Task statement: Please print the entries exactly, omitting each image.

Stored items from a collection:
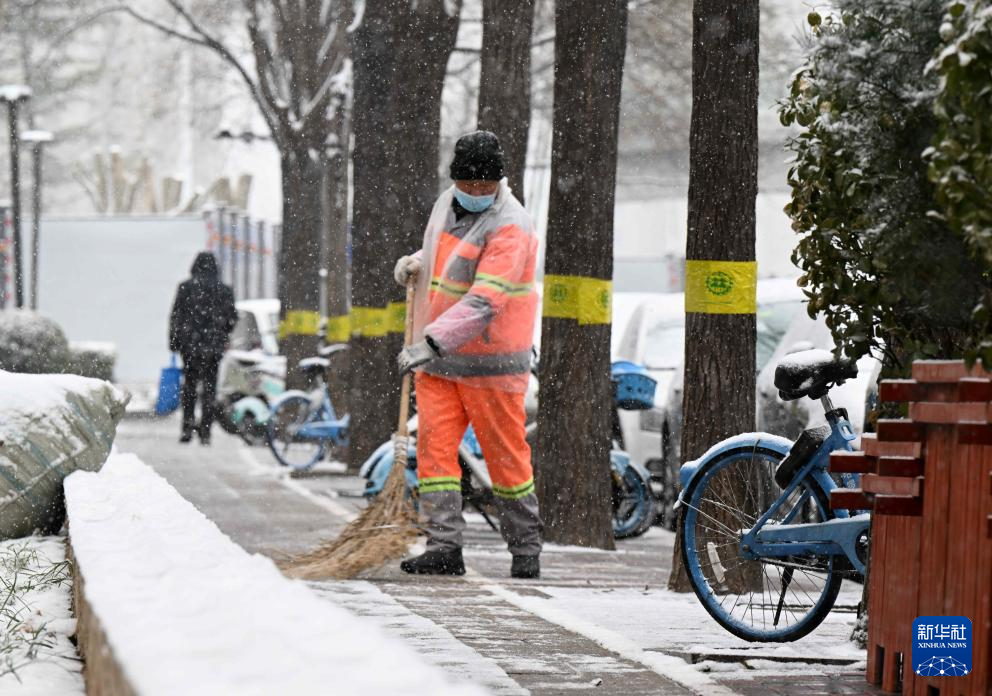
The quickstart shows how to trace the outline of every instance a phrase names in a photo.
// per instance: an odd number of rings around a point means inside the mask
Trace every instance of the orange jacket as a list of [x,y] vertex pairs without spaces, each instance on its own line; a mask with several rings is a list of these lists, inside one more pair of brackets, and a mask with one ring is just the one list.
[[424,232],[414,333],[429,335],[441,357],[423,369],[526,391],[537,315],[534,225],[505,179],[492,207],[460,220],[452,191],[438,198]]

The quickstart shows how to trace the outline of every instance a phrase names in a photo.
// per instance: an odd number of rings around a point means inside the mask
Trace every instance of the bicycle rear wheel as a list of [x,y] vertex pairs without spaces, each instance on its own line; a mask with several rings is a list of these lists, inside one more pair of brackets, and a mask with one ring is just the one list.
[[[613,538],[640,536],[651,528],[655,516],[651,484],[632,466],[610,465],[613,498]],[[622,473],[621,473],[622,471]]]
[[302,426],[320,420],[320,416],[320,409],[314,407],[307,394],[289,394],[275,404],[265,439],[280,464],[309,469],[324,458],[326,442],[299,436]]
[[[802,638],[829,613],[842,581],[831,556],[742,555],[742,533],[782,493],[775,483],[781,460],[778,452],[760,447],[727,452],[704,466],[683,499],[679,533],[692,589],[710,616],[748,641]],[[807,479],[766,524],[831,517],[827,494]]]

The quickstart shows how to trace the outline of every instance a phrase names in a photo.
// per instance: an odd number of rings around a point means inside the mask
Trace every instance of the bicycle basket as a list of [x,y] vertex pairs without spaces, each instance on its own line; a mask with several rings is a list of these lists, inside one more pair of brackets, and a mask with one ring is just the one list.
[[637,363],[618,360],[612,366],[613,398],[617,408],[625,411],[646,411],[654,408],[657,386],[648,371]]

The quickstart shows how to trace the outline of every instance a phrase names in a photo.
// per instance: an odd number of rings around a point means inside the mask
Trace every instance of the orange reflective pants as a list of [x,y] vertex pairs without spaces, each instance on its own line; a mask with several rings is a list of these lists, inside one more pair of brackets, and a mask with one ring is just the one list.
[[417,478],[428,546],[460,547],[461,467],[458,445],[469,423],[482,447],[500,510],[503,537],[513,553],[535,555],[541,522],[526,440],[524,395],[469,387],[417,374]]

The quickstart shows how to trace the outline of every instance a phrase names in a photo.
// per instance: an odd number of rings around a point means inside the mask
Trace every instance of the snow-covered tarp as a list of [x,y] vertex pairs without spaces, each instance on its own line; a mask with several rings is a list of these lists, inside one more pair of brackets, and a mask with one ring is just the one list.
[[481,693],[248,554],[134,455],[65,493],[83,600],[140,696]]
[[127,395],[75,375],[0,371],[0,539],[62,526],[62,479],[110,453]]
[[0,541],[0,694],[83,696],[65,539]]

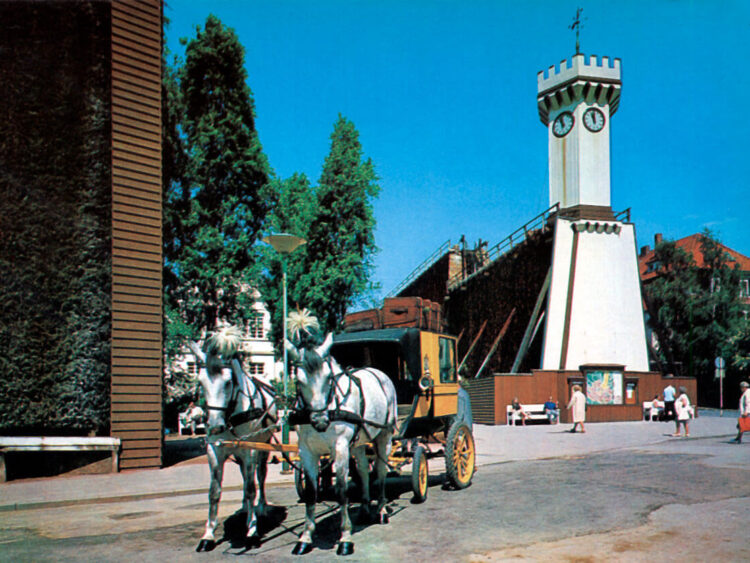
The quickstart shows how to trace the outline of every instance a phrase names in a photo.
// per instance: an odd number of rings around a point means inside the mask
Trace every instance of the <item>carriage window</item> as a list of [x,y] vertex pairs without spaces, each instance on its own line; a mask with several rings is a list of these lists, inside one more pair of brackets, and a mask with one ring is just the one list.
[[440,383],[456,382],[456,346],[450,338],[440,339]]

Exercise output:
The quickstart shows how to trace the outline of every instance a phrase names in a photo.
// per instance: an odd number of rings around a point means inside the mask
Trace every instance of the orange jacket as a list of [x,y] vertex pairs without spaces, each instance on its own line; a mask with several rings is a list of these lists, inside one more pair of brackets, and a mask with one ring is just the one list.
[[424,232],[414,333],[429,335],[441,357],[423,369],[526,391],[537,315],[534,225],[505,179],[492,207],[460,220],[452,191],[438,198]]

The quickstart shows how to trace the outline of every instance a phrase names in a photo.
// per instance: an odd number of rings around a point means inside the mask
Trace every instance of the bicycle rear wheel as a list of [x,y] vertex pairs without spaces, each instance on its own line; a mask with several rings is a list of these lists, inside one more pair of brackets, and a mask with one ring is just the one list.
[[[613,538],[640,536],[651,528],[655,516],[651,484],[632,466],[610,465],[613,498]],[[622,473],[621,473],[622,471]]]
[[302,426],[320,420],[320,416],[320,409],[314,407],[307,394],[289,394],[275,404],[265,439],[280,464],[309,469],[324,458],[326,442],[299,436]]
[[[802,638],[829,613],[842,581],[831,556],[742,555],[742,533],[782,493],[775,483],[781,460],[778,452],[760,447],[727,452],[704,466],[683,499],[679,533],[692,589],[710,616],[748,641]],[[807,479],[766,524],[831,517],[827,494]]]

The quickstart shows how to trace the outline of every instance a phrase names in a photo.
// per instance: an odd number of rings around a point means inside the mask
Trace every instance of the bicycle basket as a list of [x,y] vertex pairs without spaces, each instance on its own line; a mask with several rings is a list of these lists, inside one more pair of brackets, and a mask with one ring is just the one list.
[[637,363],[618,360],[612,366],[613,398],[617,408],[625,411],[646,411],[654,408],[657,386],[648,371]]

The quickstart shows how to trace the outline of every instance a phrase names in a photo.
// per instance: an odd number of rings around a point means inside the mask
Trace every instance of the orange reflective pants as a list of [x,y] vertex pairs without spaces, each instance on its own line; a mask with several rings is a list of these lists, inside one more pair of brackets, and a mask with one ring is just the one list.
[[417,478],[428,546],[460,547],[461,467],[458,445],[469,423],[482,447],[500,510],[503,537],[513,553],[535,555],[541,522],[526,440],[524,395],[469,387],[417,374]]

The quickstart shows how to trace the outline of every instance a phrase names in a photo.
// per instance: an odd number of rings around a point means inside the mask
Trace every instance of the snow-covered tarp as a list of [x,y] vertex pairs without spaces, each instance on its own line; a mask with several rings is a list of these lists, inside one more pair of brackets, and a mask with one ring is just the one list.
[[481,693],[248,554],[134,455],[65,493],[83,600],[140,696]]
[[127,395],[75,375],[0,371],[0,539],[62,526],[62,479],[110,453]]
[[0,541],[0,694],[83,696],[65,539]]

The quickstart shows how to trace the outline of every instance a phrase names in a photo.
// per instance: an odd number of rings around a point means inside the mask
Trace every instance of the <item>carriage window</item> as a list of [x,y] vertex pairs without spaces, each instance on its own line; a mask with several rings is a list of these lists, inside one more pair of brackets, and a mask with one ring is just the one list.
[[440,383],[456,382],[456,346],[450,338],[440,339]]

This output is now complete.